**APPLY WHAT YOU READ**:
A - From the snowplow post, extract the passage that begins at the words "# My first time" and stops after the words "what an experience.".
B - Answer these questions from the snowplow post:
(i) What brand and size of plow does the writer have?
(ii) How much tube sand was in the truck bed?
(iii) What got pushed in when the writer came too close to the porch?

**SELECTED EXTRACT**:
# My first time ever - learning respect...



## Shortstuff (Feb 4, 2009)

'04 Ram 2500 4x4 quad-cab/short-bed with my new Fisher 8' HD, non-commercial use and my first time ever plowing snow - what an experience.

*Lessons Learned*

Woke up this morning to 3"+ of the heavy wet type of snow which was 2"+ more than expected so I didn't have the plow on. I still had my 600 lbs. of tube sand in my bed (up against the tailgate) so I lined her up and jumped out to realize that my truck was now sitting about 2" higher on packed snow. Had to back up and dig out the area below the tire marks to bare gravel, pulled straight in and hooked right up. *Lesson #1 - Even if the weatherman says not to expect enough to plow, hook up the plow before the storm anyway - just in case.*

Plowed my driveway and came a little too close to my porch, pushing my fold-away mirror in. *Lesson #2 - There's a lot more to be watching for besides just the plow blade clearance to obstacles.*

Went across the street to a friends business to practice/learn on a large paved open lot (with owners permission of course) and started pushing to one specific area to start my pile. Even though I'm pretty good with my side mirrors, I did spend a lot of time looking over my shoulder through my rear window - this is going to take much more practice and I need to become even more proficient with my use of mirrors vice a sore neck.

**DATA TO EXAMINE**:
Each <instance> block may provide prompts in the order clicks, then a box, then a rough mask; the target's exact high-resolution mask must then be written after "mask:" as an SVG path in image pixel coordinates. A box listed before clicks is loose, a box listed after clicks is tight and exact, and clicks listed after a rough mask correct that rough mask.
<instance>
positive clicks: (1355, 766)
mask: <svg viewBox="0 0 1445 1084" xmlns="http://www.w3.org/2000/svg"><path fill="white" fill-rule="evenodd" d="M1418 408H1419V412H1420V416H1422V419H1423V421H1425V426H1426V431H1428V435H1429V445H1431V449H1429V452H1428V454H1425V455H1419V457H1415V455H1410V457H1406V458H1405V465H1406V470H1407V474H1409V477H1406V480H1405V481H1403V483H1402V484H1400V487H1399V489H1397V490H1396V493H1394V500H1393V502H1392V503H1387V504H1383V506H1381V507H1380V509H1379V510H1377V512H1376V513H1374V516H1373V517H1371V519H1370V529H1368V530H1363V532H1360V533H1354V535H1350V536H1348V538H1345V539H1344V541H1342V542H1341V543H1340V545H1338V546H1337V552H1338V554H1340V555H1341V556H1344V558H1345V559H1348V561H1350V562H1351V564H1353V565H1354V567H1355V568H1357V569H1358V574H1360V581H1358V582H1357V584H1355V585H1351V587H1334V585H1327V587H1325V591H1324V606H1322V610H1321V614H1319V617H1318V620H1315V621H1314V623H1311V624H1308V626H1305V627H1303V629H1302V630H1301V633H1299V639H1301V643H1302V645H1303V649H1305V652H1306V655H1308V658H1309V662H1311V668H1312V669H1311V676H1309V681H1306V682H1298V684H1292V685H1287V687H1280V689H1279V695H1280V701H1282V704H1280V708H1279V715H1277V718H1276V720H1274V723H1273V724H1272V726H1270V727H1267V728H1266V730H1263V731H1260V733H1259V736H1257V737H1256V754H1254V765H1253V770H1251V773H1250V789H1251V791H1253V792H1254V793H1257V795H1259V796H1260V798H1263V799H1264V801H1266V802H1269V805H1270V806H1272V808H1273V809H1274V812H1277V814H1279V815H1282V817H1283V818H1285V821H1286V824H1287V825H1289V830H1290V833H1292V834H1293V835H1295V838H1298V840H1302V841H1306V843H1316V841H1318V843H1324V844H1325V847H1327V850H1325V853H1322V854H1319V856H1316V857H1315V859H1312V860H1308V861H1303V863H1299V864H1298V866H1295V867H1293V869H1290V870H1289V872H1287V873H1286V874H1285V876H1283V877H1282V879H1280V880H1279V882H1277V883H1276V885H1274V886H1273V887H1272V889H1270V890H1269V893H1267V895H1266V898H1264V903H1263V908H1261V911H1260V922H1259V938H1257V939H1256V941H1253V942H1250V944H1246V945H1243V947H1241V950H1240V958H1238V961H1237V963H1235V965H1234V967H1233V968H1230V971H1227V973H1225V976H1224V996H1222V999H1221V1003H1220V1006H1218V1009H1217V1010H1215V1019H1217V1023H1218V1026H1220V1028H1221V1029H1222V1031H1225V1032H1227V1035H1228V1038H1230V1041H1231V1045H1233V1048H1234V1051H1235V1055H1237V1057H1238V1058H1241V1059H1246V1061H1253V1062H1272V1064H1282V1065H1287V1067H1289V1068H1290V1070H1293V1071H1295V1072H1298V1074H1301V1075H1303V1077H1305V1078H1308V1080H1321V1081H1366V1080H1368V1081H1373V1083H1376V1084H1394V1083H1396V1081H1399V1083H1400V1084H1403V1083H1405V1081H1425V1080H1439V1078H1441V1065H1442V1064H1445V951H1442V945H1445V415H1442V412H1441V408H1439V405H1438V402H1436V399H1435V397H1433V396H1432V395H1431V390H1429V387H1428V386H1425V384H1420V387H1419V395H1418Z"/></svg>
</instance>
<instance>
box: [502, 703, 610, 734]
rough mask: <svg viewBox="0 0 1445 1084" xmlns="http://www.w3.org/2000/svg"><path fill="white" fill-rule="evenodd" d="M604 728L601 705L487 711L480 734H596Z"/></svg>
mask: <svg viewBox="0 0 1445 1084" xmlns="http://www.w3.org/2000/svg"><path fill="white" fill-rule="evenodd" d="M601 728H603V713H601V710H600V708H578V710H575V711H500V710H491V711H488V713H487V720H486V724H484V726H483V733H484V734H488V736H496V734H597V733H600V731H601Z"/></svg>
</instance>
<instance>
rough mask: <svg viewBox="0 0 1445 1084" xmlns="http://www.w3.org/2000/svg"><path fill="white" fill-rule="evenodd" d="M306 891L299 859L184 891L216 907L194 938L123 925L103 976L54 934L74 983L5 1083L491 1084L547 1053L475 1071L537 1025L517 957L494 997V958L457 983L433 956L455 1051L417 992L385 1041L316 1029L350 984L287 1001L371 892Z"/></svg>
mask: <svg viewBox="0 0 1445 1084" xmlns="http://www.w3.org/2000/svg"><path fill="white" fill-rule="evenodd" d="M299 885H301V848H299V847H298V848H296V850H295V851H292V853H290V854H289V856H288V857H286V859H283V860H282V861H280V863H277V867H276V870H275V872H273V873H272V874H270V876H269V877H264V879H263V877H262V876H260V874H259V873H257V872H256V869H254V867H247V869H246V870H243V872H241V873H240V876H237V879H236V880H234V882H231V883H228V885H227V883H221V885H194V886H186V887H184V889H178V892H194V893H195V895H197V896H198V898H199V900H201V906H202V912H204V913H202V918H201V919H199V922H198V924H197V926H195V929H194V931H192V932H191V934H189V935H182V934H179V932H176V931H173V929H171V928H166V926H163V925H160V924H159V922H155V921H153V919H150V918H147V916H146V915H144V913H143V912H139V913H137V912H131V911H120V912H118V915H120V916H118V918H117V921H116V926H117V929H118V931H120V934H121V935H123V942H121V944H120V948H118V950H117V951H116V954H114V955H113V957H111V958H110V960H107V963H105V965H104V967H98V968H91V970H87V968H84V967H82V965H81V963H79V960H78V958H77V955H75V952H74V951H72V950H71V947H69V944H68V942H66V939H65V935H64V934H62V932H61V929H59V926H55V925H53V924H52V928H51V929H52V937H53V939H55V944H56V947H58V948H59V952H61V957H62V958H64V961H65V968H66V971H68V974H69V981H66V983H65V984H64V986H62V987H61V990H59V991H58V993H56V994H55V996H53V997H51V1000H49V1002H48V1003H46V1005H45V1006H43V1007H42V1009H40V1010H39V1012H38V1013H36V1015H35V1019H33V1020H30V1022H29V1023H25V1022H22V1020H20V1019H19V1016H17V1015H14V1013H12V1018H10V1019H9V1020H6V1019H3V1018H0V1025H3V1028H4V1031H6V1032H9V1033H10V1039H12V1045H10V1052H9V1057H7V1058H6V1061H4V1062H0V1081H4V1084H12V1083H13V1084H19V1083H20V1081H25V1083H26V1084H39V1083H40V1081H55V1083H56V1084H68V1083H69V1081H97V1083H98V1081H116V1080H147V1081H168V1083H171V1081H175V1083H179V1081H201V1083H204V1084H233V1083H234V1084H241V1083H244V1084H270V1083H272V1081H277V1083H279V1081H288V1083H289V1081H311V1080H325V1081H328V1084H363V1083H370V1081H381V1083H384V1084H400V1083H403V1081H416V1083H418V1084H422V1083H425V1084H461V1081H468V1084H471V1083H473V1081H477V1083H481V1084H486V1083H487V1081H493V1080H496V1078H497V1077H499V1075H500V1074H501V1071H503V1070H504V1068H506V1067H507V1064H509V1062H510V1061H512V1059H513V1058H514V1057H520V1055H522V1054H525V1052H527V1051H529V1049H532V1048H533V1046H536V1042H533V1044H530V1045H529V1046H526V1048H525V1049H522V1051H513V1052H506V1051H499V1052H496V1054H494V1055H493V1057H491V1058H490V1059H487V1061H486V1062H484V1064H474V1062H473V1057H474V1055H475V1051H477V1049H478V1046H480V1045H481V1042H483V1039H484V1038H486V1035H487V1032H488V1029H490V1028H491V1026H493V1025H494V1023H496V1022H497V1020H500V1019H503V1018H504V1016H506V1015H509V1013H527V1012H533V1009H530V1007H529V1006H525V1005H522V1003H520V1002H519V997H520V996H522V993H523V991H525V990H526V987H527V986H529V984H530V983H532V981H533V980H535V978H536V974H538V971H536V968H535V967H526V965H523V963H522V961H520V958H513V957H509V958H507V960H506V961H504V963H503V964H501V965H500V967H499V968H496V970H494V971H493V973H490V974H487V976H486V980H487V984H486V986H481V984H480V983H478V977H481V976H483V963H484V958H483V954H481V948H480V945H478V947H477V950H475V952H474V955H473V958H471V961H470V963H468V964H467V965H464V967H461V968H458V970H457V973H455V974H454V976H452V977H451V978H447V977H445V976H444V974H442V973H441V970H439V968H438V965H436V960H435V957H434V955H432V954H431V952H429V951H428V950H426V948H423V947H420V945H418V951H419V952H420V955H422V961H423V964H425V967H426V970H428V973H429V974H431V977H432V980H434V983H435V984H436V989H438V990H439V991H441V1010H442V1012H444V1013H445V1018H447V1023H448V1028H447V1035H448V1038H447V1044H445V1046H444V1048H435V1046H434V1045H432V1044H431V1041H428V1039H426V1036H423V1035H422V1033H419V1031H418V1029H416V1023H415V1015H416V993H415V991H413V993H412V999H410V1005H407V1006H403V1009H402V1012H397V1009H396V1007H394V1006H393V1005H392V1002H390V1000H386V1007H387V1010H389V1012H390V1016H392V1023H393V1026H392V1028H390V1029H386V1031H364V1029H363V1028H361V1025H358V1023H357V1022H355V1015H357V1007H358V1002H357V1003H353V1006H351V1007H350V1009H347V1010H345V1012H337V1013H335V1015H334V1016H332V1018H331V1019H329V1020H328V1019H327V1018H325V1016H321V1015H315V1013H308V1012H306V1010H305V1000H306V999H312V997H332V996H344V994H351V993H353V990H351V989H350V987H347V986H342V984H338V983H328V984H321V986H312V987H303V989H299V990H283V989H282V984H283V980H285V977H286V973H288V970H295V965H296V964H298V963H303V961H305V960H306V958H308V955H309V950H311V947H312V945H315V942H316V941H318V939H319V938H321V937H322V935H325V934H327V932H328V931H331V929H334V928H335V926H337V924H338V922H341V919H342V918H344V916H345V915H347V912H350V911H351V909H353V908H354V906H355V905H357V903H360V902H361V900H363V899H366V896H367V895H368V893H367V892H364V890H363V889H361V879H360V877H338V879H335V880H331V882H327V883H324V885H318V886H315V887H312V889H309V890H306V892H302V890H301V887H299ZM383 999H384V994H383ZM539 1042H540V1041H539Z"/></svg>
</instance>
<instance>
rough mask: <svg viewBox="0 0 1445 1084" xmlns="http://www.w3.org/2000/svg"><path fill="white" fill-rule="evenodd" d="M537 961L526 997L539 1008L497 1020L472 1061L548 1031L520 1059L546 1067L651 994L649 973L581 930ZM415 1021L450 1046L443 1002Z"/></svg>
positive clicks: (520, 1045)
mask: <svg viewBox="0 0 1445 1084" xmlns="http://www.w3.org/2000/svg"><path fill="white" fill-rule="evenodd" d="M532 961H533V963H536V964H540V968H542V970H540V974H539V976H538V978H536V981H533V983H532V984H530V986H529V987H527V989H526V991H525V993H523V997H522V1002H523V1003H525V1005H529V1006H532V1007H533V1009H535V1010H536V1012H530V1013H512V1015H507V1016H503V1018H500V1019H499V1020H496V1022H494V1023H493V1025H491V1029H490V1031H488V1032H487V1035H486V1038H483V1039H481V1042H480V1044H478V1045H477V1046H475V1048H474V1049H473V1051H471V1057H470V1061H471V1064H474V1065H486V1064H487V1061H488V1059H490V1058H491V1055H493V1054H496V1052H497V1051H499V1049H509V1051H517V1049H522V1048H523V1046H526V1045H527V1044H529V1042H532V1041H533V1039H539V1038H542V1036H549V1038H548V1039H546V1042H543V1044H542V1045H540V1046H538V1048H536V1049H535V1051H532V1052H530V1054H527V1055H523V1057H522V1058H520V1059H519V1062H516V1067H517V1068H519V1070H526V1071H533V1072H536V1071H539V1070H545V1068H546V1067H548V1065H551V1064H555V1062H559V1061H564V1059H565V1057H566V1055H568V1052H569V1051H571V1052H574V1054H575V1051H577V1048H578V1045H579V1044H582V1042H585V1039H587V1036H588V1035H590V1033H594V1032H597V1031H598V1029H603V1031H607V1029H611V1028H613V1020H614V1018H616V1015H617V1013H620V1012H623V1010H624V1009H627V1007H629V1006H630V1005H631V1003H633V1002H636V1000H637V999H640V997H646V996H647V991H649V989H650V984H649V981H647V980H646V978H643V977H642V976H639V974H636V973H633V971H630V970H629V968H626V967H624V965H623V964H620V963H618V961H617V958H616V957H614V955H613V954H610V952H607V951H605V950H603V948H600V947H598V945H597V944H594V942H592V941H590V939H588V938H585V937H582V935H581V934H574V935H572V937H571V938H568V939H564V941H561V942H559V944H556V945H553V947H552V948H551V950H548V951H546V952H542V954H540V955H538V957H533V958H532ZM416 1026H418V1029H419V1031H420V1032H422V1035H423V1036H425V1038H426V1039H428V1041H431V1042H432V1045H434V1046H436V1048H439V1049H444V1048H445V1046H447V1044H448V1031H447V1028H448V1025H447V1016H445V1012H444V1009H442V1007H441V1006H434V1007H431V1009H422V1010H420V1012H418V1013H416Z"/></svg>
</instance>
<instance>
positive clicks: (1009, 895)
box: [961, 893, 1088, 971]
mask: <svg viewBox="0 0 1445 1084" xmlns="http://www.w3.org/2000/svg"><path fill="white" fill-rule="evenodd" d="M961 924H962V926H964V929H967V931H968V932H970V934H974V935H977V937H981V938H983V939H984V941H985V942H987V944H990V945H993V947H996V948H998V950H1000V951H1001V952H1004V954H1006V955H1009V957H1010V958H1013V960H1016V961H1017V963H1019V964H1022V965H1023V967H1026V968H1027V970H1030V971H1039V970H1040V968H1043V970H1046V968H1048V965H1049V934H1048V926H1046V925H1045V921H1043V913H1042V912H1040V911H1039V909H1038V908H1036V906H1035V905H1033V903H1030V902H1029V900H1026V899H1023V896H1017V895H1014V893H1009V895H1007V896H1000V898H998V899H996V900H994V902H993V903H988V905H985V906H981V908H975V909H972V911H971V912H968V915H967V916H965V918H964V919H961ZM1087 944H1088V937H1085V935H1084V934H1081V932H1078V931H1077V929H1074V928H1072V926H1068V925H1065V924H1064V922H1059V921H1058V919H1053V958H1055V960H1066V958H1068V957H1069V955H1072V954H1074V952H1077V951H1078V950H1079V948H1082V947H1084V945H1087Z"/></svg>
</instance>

**ANSWERS TO THIS EXERCISE**:
A -
# My first time ever - learning respect...



## Shortstuff (Feb 4, 2009)

'04 Ram 2500 4x4 quad-cab/short-bed with my new Fisher 8' HD, non-commercial use and my first time ever plowing snow - what an experience.

B -
(i) A Fisher 8' HD
(ii) 600 lbs.
(iii) The fold-away mirror